Son yıllarda Müslümanlar tarafından yeterince dillendirilmeyen, neredeyse unutulmaya yüz tutmuş medeniyet kavramını, İslam’ın medeniyet tasavvurunu ve bu medeniyet içerisinde özellikle de adalet mefhumunu yeniden ele almak zorundayız. Çünkü birçok insanın adaletsizlikten, hukukun olmayışından dem vurduğu, yolu adliye sarayına düşenlerin türlü haksızlıklara uğradığı, kâğıt üzerinde var olan kanunların bile uygulanmadığı, bundan dolayı bazı Avrupa ülkelerindeki hukuka ve oralardaki sosyal yaşantıya özenildiği garip bir dönemden geçiyoruz. İnsanlar bunca haksızlık karşısında tutunacak bir dal arıyorlar. Konuyu gündeme getirecek hakkaniyetli, erdemli ve cesur kişiler bekliyorlar.
Beklentileri karşılanmayan insanlar farklı fikirlere yöneliyorlar, içinde bulundukları toplumu, dini ve sosyal yapısını, aile yapısını kısaca tüm gidişatı sorguluyorlar. Eğer bu noktada doğru yönlendirme olmazsa, bu meseleye İslam’ın bakışı anlatılmazsa durum toplumsal açıdan daha vahim olabilir. Sonrasında kötü gidişi daha önce yaptıkları gibi yine İslam’a ve Müslümanlara fatura edebilir, neslin dine bakışını etkileyebilirler. Osmanlının son döneminde Batının yükselmesi ve buna mukabil Osmanlı’nın gerilemesi bazı aydınlarca dine (İslam’a) fatura edilmişti. Ziya Paşa o günlerde var olan bu anlayışı çok veciz bir şekilde ifade ediyor: “İslam imiş devlete pâ-bend-i terakki, evvel yoğ idi iş bu rivayet yeni çıktı.”1 O dönem Batı hayranı aydınların tesirinde kalan Müslüman halk, kendi medeniyetinden utanır hale gelmiş, çağın gereklerine ayak uyduramadığını düşünerek eziklik psikolojisine girmişlerdi. Gelinen noktada aynı senaryo sanki tekrar uygulanmaya başlıyor. Toplum her geçen gün kötüleşen ekonomik ve sosyal problemlerden, haksızlık ve zulümlerden dem vurmaya, var olan sistemi sorgulamaya başlayacakken bir güç yine faturayı İslam’a, cemaatlere, Müslümanlara kesmeye başladı. Özellikle son yirmi yılda Müslüman yöneticilerin başta olması ve onların eliyle yapılan/ yaptırılan hatalar işin tuzu biberi oldu. “İslamcılık bitti” gibi söylemlerin, cemaat ve tarikatlara yönelik nefret uyandırıcı ifadelerin perde arkasında genellikle aynı senaryo yatmaktadır: Var olan sistemi muhafaza, ona yönelecek tehditleri potansiyel hedef göstererek bertaraf etmek. Böylece hem sistem muhafaza altına alınıyor hem de tehditler ortadan kalkıyor.

══════════

§ Alıştırma Görevi a
Aşağıdaki girdilerde "In this exercise you will locate the navy" ifadesini içeren satırdan başlayıp girdilerin sonuna kadar süren bölümü JSON dize listesi olarak veriniz. Her satır için bir dize yazın, boş satırları almayın.

══════════

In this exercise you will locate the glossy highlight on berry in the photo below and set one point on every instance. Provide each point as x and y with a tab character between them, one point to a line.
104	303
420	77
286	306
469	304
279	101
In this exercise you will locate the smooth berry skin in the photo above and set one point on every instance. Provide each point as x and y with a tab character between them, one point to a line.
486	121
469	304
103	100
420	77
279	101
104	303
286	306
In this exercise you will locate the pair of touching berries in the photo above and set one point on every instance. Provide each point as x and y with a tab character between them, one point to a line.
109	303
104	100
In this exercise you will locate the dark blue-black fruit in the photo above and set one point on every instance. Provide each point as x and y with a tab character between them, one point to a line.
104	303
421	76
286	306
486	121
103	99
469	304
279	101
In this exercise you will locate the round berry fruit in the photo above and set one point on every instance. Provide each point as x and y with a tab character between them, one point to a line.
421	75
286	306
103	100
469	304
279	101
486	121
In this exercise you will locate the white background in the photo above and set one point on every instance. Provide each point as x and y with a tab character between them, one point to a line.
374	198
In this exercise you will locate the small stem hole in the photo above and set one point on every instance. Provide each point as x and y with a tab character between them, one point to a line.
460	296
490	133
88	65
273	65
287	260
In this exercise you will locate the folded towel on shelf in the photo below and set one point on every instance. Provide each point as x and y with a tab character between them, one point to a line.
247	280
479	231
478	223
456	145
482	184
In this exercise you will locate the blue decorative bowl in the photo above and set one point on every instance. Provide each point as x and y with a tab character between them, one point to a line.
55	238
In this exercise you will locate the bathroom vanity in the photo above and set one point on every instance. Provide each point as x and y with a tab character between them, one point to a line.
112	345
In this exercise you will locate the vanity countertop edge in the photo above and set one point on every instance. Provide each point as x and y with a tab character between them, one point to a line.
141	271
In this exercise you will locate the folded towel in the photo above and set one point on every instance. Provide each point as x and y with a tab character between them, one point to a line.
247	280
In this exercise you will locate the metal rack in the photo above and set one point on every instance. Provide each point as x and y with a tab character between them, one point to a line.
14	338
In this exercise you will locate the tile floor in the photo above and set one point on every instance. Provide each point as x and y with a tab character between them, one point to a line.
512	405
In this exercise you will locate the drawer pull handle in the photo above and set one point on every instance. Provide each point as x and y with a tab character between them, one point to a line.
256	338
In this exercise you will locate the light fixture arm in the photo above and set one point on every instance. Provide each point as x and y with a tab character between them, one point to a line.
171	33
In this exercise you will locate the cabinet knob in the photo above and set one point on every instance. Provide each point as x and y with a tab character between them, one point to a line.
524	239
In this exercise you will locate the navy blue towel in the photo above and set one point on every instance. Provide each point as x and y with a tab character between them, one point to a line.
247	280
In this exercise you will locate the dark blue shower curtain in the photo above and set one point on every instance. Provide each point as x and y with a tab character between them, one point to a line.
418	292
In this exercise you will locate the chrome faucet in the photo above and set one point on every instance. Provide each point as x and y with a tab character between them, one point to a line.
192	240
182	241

══════════

§ Alıştırma Görevi b
Metinde "Son yıllarda Müslümanlar" sözcükleriyle açılıp "cesur kişiler bekliyorlar." sözcükleriyle kapanan bölümü harfi harfine alıntılayınız.

§ Yazılı Cevap a
[
  "In this exercise you will locate the navy blue towel in the photo above and set one point on every instance. Provide each point as x and y with a tab character between them, one point to a line.",
  "247\t280",
  "In this exercise you will locate the dark blue shower curtain in the photo above and set one point on every instance. Provide each point as x and y with a tab character between them, one point to a line.",
  "418\t292",
  "In this exercise you will locate the chrome faucet in the photo above and set one point on every instance. Provide each point as x and y with a tab character between them, one point to a line.",
  "192\t240",
  "182\t241"
]

§ Yazılı Cevap b
Son yıllarda Müslümanlar tarafından yeterince dillendirilmeyen, neredeyse unutulmaya yüz tutmuş medeniyet kavramını, İslam’ın medeniyet tasavvurunu ve bu medeniyet içerisinde özellikle de adalet mefhumunu yeniden ele almak zorundayız. Çünkü birçok insanın adaletsizlikten, hukukun olmayışından dem vurduğu, yolu adliye sarayına düşenlerin türlü haksızlıklara uğradığı, kâğıt üzerinde var olan kanunların bile uygulanmadığı, bundan dolayı bazı Avrupa ülkelerindeki hukuka ve oralardaki sosyal yaşantıya özenildiği garip bir dönemden geçiyoruz. İnsanlar bunca haksızlık karşısında tutunacak bir dal arıyorlar. Konuyu gündeme getirecek hakkaniyetli, erdemli ve cesur kişiler bekliyorlar.